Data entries
◇ ◇ ◇ ◇ ◇ ◇ ◇

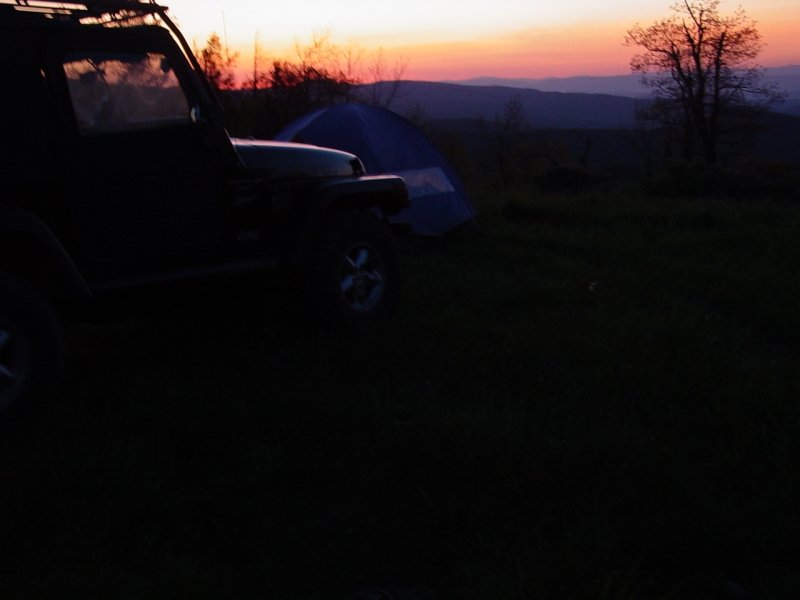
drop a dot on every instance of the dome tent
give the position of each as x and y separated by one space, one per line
387 143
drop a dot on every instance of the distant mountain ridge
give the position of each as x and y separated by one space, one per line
785 78
447 101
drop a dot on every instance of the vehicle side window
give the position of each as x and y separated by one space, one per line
115 92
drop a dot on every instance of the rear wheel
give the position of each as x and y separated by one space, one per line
352 279
30 344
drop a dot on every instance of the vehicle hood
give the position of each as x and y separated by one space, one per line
290 161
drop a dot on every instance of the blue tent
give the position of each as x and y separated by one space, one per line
388 143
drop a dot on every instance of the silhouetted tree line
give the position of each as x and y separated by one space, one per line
320 74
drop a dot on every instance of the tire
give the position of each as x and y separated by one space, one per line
353 278
31 348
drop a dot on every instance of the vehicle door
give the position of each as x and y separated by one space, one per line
146 182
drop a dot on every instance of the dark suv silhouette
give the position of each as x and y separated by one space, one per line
118 175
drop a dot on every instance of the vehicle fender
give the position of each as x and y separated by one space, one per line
387 193
30 250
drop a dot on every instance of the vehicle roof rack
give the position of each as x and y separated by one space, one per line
100 10
103 12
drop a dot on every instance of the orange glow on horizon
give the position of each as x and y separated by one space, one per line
578 49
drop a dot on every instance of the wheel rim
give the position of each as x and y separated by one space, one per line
14 362
363 278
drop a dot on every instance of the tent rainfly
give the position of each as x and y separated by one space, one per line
387 143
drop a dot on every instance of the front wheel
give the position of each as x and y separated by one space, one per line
352 279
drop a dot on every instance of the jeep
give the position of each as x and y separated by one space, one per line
118 175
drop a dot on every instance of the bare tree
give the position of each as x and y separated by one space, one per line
701 67
385 79
217 63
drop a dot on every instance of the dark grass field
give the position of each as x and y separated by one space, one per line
588 396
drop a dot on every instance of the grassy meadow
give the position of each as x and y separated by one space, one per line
586 395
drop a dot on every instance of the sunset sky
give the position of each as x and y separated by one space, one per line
456 39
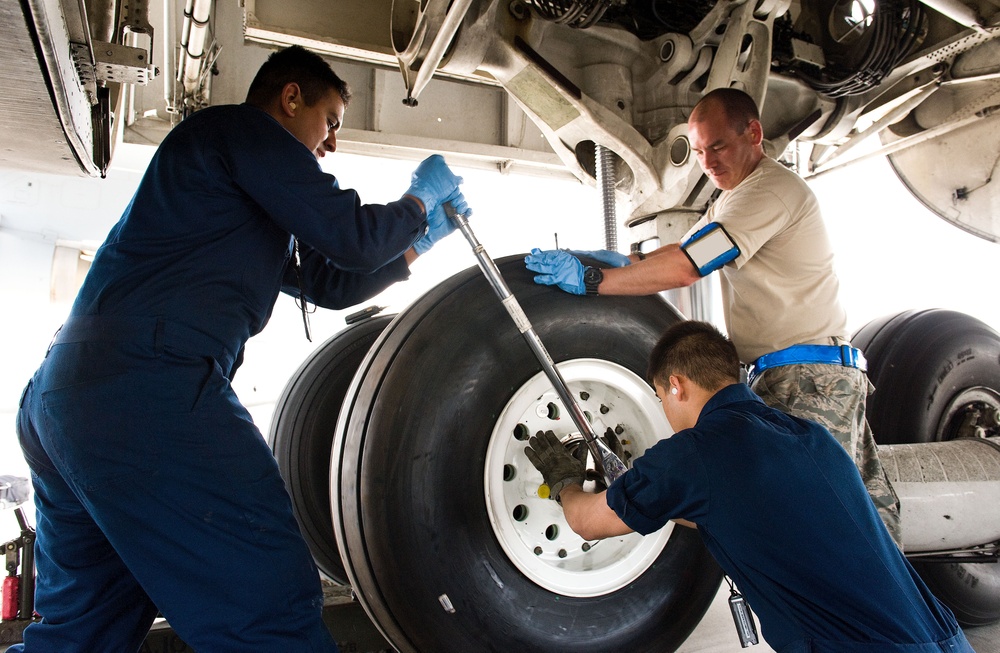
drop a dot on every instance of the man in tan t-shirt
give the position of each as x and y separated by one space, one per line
780 290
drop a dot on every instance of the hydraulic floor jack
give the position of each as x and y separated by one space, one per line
18 609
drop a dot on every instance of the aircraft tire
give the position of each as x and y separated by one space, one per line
931 368
302 430
414 509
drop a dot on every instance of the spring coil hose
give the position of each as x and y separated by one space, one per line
574 13
896 28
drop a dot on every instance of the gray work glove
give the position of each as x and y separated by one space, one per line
558 466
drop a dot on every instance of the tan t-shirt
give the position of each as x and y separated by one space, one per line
782 289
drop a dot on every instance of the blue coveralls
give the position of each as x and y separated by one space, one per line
782 508
154 489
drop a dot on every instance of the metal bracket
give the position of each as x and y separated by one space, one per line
122 64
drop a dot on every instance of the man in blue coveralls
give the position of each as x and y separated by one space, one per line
154 490
778 502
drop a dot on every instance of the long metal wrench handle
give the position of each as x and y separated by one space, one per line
608 464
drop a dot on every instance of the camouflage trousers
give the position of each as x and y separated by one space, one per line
835 397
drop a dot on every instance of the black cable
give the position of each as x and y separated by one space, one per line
894 32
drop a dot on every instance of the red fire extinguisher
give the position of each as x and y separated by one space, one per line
11 595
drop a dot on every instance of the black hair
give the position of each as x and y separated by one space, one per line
740 108
698 351
295 64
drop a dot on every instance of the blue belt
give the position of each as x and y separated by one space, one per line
844 355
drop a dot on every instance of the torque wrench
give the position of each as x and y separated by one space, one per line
608 464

◇ ◇ ◇ ◇ ◇ ◇ ◇

◆ STATED EXERCISE ◆
Produce an exact copy of the lines from the one containing "drop a dot on every instance of the aircraft" through the last line, and of nothing else.

◆ TASK SOLUTION ◆
drop a dot on every instance of the aircraft tire
give the position of each as x and y separated by one space, one per line
931 368
302 430
414 509
drop a dot on every instance of the spring coil hose
give the position of each as x and y separated by one space, one per line
574 13
896 28
drop a dot on every instance of the gray work glove
give the position of each as x and y separated by one space, one per line
558 466
drop a dot on every instance of the tan t-shirt
give the position of each as x and y separated by one space, one per line
782 289
drop a dot on every instance of the blue coveralls
give the position of each as x and y separated by one space, one per line
782 508
154 489
drop a dot on every instance of the metal bracket
give the position of each as x and y separated by one space, one per line
122 64
drop a dot on every instance of the man in blue coveralls
give the position of each as x and y separated by one space, one per line
154 490
778 502
drop a dot on every instance of the long metal wrench handle
give the position of each as x and y separated by one space, one per line
608 464
drop a dot on every instance of the camouflage trousers
give the position of each as x and y separated by one space, one per line
835 397
drop a dot on every instance of the black cable
give the position of each as x and y separated by one space, one per line
894 32
drop a dot on every instance of the red fire extinguisher
give the position of each as x and y separated by one space, one per line
11 595
drop a dot on every instance of the black hair
give the position of each as x and y separated by one space, one per line
740 108
698 351
295 64
drop a dot on every instance of the blue belt
give the position of each as x and y separated by one space, one per line
844 355
drop a dot on every instance of the torque wrench
give the position of each as x and y separated by one space, one per line
608 464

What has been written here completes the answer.